[Exercise objective]:
In the records that follow, skip the pictures and print everything else exactly.

[Recorded information]:
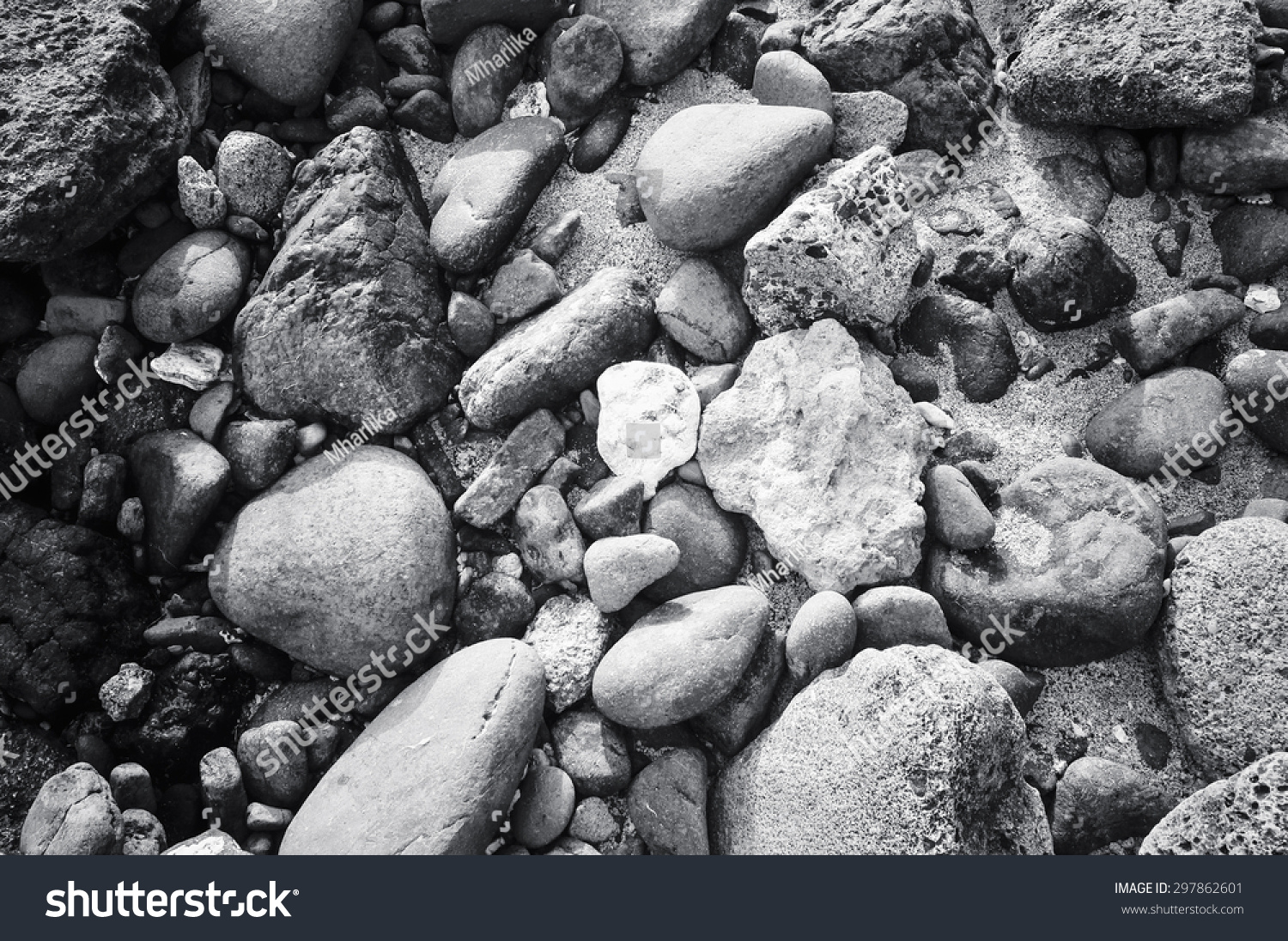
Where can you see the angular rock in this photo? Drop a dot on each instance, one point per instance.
(714, 174)
(1074, 572)
(906, 750)
(682, 658)
(348, 314)
(1223, 653)
(388, 560)
(841, 250)
(92, 124)
(1170, 64)
(459, 738)
(551, 357)
(839, 497)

[Problem solution]:
Where can you see the angular rock in this photo? Drop a dot on each instance, one point per instance.
(714, 174)
(1074, 572)
(906, 750)
(682, 658)
(348, 314)
(1223, 653)
(388, 560)
(841, 250)
(92, 124)
(1170, 64)
(459, 738)
(551, 357)
(839, 497)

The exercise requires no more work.